▶ What this task involves:
Quote each of the records below verbatim, line by line.

▶ Exercise material:
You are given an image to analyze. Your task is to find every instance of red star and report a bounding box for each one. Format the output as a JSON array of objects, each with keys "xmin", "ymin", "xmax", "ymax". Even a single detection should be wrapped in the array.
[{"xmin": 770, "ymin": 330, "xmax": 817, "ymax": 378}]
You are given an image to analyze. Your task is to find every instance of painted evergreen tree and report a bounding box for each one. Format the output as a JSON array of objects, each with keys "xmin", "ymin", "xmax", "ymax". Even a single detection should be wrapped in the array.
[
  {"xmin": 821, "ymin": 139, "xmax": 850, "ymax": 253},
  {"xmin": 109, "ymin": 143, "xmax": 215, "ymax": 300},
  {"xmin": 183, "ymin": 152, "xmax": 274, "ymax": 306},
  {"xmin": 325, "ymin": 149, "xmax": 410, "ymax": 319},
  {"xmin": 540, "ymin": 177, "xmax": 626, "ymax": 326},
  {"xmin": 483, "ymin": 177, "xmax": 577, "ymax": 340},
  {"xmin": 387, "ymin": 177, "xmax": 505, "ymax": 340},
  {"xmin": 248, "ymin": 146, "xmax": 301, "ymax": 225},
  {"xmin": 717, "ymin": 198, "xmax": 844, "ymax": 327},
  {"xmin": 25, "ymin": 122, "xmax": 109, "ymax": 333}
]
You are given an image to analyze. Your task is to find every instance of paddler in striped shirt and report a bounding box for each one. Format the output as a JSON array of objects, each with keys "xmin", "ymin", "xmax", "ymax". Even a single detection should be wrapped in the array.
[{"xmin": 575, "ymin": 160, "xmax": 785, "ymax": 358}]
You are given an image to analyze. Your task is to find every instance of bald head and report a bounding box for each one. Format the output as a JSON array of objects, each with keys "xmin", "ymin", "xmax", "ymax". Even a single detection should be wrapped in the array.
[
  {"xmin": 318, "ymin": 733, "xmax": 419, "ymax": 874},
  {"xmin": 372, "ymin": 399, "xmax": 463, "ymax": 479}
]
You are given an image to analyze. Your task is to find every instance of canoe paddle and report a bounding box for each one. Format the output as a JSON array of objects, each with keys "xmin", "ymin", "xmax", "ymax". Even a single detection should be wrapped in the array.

▶ Finished answer:
You are given an image to analyze. Your task is to find every instance of red star and report a bounding box for each one. Format the output as a JSON array of objects, each with keys "xmin", "ymin", "xmax", "ymax". Even a single detection should be wrapped in the array.
[{"xmin": 770, "ymin": 330, "xmax": 817, "ymax": 378}]
You are given an image to analyze. Your task is to find every instance of painted evergreen tree and report a bounding box for each one. Format the output as a JSON array of objects, each with keys "xmin", "ymin", "xmax", "ymax". Even a single detection should be wrapped in the array.
[
  {"xmin": 821, "ymin": 139, "xmax": 850, "ymax": 253},
  {"xmin": 109, "ymin": 143, "xmax": 215, "ymax": 300},
  {"xmin": 183, "ymin": 152, "xmax": 274, "ymax": 306},
  {"xmin": 325, "ymin": 149, "xmax": 410, "ymax": 319},
  {"xmin": 540, "ymin": 177, "xmax": 626, "ymax": 326},
  {"xmin": 483, "ymin": 177, "xmax": 577, "ymax": 340},
  {"xmin": 387, "ymin": 177, "xmax": 505, "ymax": 340},
  {"xmin": 248, "ymin": 146, "xmax": 301, "ymax": 225},
  {"xmin": 717, "ymin": 198, "xmax": 844, "ymax": 327},
  {"xmin": 25, "ymin": 122, "xmax": 109, "ymax": 333}
]
You are given an image to analyze. Your task is to find every instance of paddler in striped shirt and report a bounding box for each one. Format the output as a JSON array of objects, each with keys "xmin", "ymin", "xmax", "ymax". Even a single detection should be wrapped in the array.
[{"xmin": 575, "ymin": 160, "xmax": 785, "ymax": 358}]
You are given an image to analyze. Your task is to find every instance of bald head and report a bounding box for each one. Format the output as a JSON array of objects, each with keys "xmin", "ymin", "xmax", "ymax". Even a single detection should be wrapped in the array.
[
  {"xmin": 318, "ymin": 733, "xmax": 419, "ymax": 874},
  {"xmin": 372, "ymin": 399, "xmax": 463, "ymax": 479}
]
You are given an image to analyze. Your task is to find every instance of canoe paddle and report a bounding box for each one. Format the output as a JSON array of objects, each with keys "xmin", "ymin", "xmax", "ymax". Even a single detection should be wrapped in the array.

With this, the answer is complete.